begin Excerpt to read
Steamboat Springs District Judge Shelley Hill on Thursday ruled that a Jan. 26 court hearing should not have been closed to the public, and the transcripts should be released.

On Jan. 26, a preliminary hearing for Miguel Diaz-Martinez was scheduled. Diaz-Martinez has been charged with 41 felonies related to accusations that he exchanged drugs for sex with underage girls.

Diaz-Martinez ultimately decided he did not want a preliminary hearing, and the case was bound over to District Court, where felonies are heard.

It was disclosed in court during the Jan. 26 hearing that Diaz-Martinez had been offered a plea deal.

In a rare move, Routt County Judge James Garrecht offered to close his courtroom to the public for a few minutes. District Attorney Brett Barkey said he wanted to state the plea deal on the record, but he did not think it was appropriate in this case to do it publicly.

The Steamboat Pilot & Today requested the transcripts, believing court should not have been held in secret.

Hill agreed.
end Excerpt to read
begin Provided records
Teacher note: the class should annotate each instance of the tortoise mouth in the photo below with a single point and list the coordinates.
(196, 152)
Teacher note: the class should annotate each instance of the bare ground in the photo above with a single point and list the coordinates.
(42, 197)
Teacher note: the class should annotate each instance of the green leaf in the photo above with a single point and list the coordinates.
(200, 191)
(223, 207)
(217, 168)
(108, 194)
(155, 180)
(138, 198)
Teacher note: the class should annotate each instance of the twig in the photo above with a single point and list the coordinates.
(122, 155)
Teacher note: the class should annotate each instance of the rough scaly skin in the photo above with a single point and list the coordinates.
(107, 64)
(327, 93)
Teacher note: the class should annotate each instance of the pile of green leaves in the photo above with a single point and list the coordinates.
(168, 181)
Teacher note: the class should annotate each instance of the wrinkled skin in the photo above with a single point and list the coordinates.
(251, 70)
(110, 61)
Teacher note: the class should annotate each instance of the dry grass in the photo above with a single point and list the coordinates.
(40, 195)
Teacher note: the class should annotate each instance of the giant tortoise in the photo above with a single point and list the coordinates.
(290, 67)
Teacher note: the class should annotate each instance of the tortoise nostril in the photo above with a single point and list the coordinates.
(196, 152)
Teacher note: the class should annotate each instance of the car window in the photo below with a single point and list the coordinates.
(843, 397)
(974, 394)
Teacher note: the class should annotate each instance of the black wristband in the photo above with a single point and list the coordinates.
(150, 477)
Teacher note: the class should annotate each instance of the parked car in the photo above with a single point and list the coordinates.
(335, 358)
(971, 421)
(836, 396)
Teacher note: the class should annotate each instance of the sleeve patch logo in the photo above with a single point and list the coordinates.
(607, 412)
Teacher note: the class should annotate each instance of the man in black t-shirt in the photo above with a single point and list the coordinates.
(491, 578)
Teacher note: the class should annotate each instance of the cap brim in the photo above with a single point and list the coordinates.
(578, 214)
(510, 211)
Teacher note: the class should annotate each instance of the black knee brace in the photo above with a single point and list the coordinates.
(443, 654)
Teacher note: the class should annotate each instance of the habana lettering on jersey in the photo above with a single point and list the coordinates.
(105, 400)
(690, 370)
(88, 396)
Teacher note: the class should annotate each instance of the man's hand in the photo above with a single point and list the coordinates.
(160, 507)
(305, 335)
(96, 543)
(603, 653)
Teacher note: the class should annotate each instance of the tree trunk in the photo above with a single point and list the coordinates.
end Provided records
▶ Task details: Edit the court ruling passage from "On Jan. 26, a" up to and including "with underage girls.", changing "preliminary hearing" to "probable cause hearing" each time it appears.

▶ Answer in full:
On Jan. 26, a probable cause hearing for Miguel Diaz-Martinez was scheduled. Diaz-Martinez has been charged with 41 felonies related to accusations that he exchanged drugs for sex with underage girls.